• WRITTEN INSTRUCTION A:
In the ladder solution, what is the length of the ladder?

• TEXT PASSAGE:

Daniel B. answered • 06/14/21
A retired computer professional to teach math, physics
I am not able to provide a picture, so please try to draw the situation.
Let
A be the point where the ladder touches the ground,
B be the point where the ladder touches the wall,
C be the point where the wall touches the ground,
x be the distance AC (along the ground),
y be the distance BC (along the wall).
We are given
L = 20 m is the length of the ladder, i.e., the distance AB,
the angle ACB = 180° - 60° = 120°,
dx/dt = -1 m/s
(Note that dx/dt is negative because x is shrinking.)
We are to calculate dy/dt.
By the cosine theorem
L² = x² + y² - 2xycos(120°)
Using cos(120°) = -1/2
L² = x² + y² + xy (1)
Differentiating (1) with respect to time
0 = 2xdx/dt + 2ydy/dt + xdy/dt + ydx/dt
Substituting the give dx/dt = -1 into the above
0 = -2x + 2ydy/dt + xdy/dt - y
Expressing dy/dt from the above
dy/dt = (2x + y)/(x + 2y) (2)
We are to calculate dy/dt when x = 4m.
For that we first need to calculate y when x = 4m.
We do that from (1)
20² = 4² + y² + 4y
This is a quadratic equation to be solved
y² + 4y - 384 = 0
y = (-4 ±√(4² + 4×384))/2 = ±√388 - 2
Of the two solutions only √388 - 2 is physically feasible.
Now we can substitute the known x and y into (2)
dy/dt = (2×4 + √388 - 2)/(4 + 2(√388 - 2)) = 0.62 m/s

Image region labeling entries
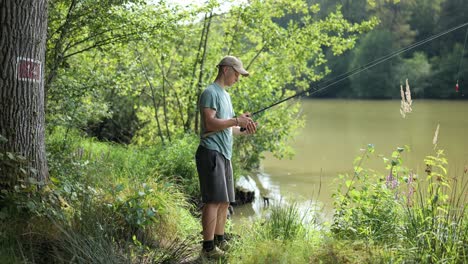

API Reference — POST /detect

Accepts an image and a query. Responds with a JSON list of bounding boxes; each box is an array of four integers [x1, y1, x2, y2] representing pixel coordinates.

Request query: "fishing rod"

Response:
[[245, 22, 468, 118], [203, 22, 468, 137]]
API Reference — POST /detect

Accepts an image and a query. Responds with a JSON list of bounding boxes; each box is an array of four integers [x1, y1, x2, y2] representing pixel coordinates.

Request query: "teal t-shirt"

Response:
[[198, 83, 234, 160]]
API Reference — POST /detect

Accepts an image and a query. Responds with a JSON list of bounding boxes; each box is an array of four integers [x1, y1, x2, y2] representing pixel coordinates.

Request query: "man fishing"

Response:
[[195, 56, 257, 258]]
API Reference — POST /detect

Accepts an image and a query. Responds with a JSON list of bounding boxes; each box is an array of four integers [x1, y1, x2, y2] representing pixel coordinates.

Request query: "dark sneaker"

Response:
[[201, 246, 226, 259], [216, 239, 231, 251]]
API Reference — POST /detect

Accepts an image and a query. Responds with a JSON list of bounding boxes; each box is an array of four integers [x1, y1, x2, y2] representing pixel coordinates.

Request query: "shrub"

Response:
[[331, 145, 403, 243]]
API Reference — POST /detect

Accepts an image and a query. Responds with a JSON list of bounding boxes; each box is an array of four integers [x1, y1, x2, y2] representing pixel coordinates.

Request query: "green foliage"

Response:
[[404, 150, 468, 263], [228, 203, 321, 263], [264, 203, 306, 241], [332, 145, 403, 244], [332, 146, 468, 263], [152, 134, 200, 198]]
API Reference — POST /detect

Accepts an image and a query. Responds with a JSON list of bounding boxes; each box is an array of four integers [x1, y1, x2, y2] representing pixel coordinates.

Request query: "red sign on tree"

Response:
[[16, 57, 41, 82]]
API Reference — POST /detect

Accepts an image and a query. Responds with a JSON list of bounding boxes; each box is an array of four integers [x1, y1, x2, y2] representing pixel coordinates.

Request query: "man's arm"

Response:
[[202, 107, 256, 134]]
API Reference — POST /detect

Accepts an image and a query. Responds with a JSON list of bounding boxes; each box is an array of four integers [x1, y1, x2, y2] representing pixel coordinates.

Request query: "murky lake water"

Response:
[[233, 99, 468, 223]]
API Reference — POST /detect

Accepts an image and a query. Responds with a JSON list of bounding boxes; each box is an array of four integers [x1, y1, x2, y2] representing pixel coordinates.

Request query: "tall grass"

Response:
[[398, 151, 468, 263], [0, 129, 200, 263]]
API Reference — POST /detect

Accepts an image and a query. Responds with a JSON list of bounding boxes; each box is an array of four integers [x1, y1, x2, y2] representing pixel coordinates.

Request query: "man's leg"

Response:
[[202, 203, 220, 241], [214, 203, 229, 235]]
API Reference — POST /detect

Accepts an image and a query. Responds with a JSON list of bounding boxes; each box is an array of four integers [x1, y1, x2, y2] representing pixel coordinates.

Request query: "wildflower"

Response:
[[400, 79, 413, 118], [406, 171, 414, 206], [385, 166, 398, 189], [432, 124, 440, 149]]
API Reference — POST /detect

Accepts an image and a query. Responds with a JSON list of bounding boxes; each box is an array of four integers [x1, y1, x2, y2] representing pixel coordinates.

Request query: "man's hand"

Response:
[[237, 113, 257, 134]]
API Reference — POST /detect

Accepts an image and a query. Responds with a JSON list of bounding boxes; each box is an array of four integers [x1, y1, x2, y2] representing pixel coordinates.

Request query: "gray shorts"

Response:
[[195, 146, 235, 203]]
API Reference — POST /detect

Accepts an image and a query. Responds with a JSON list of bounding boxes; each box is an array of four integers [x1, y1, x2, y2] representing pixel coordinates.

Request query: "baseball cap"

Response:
[[217, 56, 249, 76]]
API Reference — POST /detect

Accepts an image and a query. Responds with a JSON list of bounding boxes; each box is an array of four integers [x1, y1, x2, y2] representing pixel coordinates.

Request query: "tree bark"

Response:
[[0, 0, 48, 181]]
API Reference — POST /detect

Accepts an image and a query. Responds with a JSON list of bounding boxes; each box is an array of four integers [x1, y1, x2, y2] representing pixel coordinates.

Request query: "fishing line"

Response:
[[249, 22, 468, 117]]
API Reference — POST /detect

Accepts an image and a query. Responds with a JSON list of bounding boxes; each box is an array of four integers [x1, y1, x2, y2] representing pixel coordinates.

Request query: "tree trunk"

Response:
[[0, 0, 48, 184]]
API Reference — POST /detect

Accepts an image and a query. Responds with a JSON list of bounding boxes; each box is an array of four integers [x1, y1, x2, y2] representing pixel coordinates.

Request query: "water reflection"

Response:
[[233, 98, 468, 227]]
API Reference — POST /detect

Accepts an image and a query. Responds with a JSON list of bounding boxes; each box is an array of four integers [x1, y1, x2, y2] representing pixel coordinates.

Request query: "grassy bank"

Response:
[[0, 131, 468, 263]]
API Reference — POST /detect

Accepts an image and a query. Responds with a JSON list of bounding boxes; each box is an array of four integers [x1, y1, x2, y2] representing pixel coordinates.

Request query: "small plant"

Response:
[[331, 144, 403, 243]]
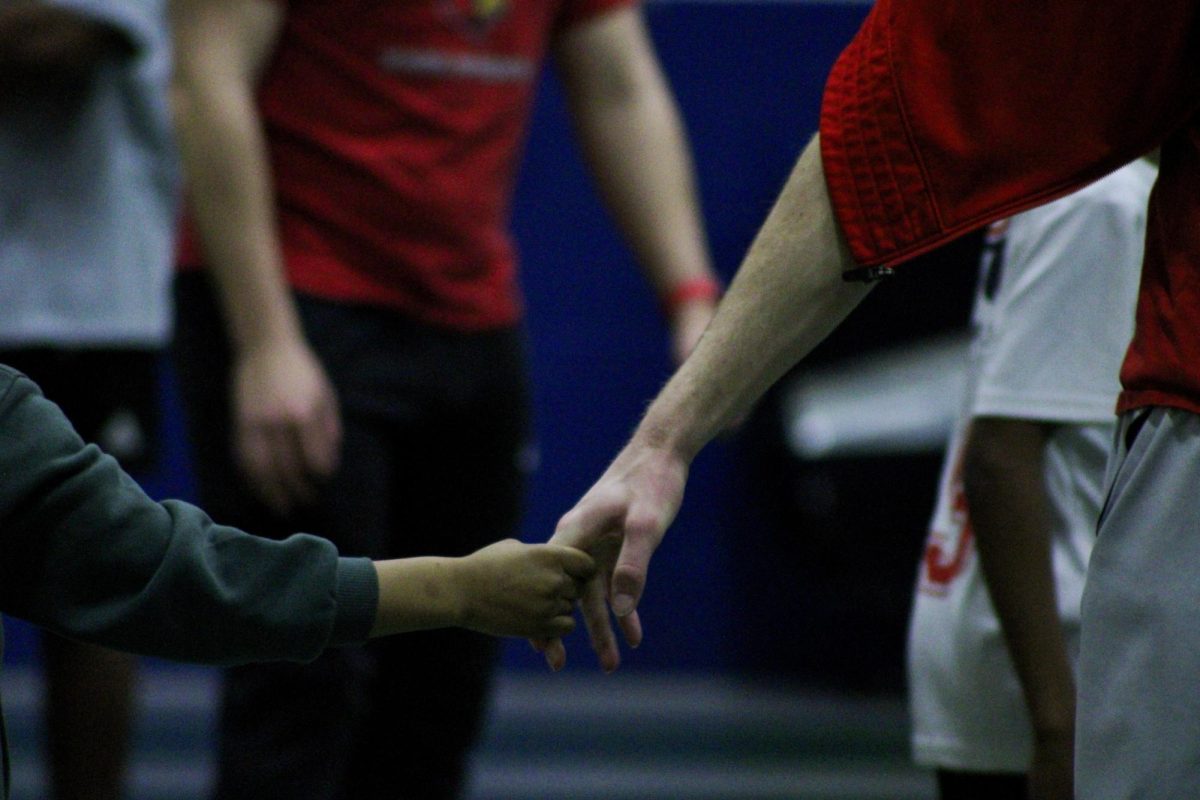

• WRITTEN INSTRUCTION B:
Reproduce everything from the start of the image region labeling entries down to the line containing "[[202, 107, 256, 134]]", both ends included, with the requests kept as they are. Multiply each bounding box coordinate in the responses by 1.65, round to whole numbers with halves rounded up, and omit the pictures.

• REPLY A:
20 m

• REPLY B:
API Reference — POST /detect

Accepts an image and a query. Responds with a JSON list of bounding boxes; each box is an array of four integers [x1, y1, x2, y2] representing pixel coordinates.

Request query: "fishing rod"

Response:
[[404, 36, 772, 195], [335, 36, 772, 226]]
API Reference — POST /detect

Accepts an image and a query. Responds with a JSON list of bounding boxes; each box is an array of four integers [x1, y1, x2, y2] representing pixel coordinates.

Request query: "teal t-shirt"

Response:
[[327, 137, 386, 264]]
API Reference — POST /detect

Accepts an image and a query. Responds with a JSON list of bounding boxes; each box is an array of four integers [x1, y1, x2, y2] representing pixel coordinates.

Request query: "man fishing"

Response:
[[322, 92, 424, 426]]
API Reference — POST /detect

Accepts an image and a query. Responds with a JSON list of bounding boxes; each box is an array of four integers [x1, y1, x2, y2] representing pixel coordinates.

Request query: "dark sneaker"

Response:
[[332, 406, 373, 427], [356, 394, 381, 414]]
API Reference — POST /detect

Accepts an image and a query. Responds with a JSON list of bounding boxes; each box is an array of four integers [x1, y1, x2, y2] representing pixel coordinates.

Request query: "shrub"

Response:
[[546, 239, 665, 401]]
API Reference — POST /detect

Accepts an image and a query. Responds with a JSON list of bounding boxes; each box is an array of four integers [x1, y1, x2, y2] representing pixel coordinates.

Request query: "green foliage"

Response:
[[667, 248, 772, 434], [376, 335, 530, 434], [436, 335, 505, 398], [548, 239, 665, 403], [548, 241, 772, 434], [251, 221, 330, 327]]
API Reference — POST /detect

Accepts an image and a query. Responds with a JSON list of bounding boxes; each box is an array of four integers [x1, y1, x2, y2] representing pixel coordinates.

Request query: "red sign on tree"

Response:
[[26, 94, 68, 135]]
API Reference — POST /detect

Accepts an image and a query. Responds with a JSON list of bounding boxes; each box is an array of four integers [x1, y1, x2, y2] representing pixel coordinates.

Request query: "man's arm"

Response:
[[333, 177, 422, 221]]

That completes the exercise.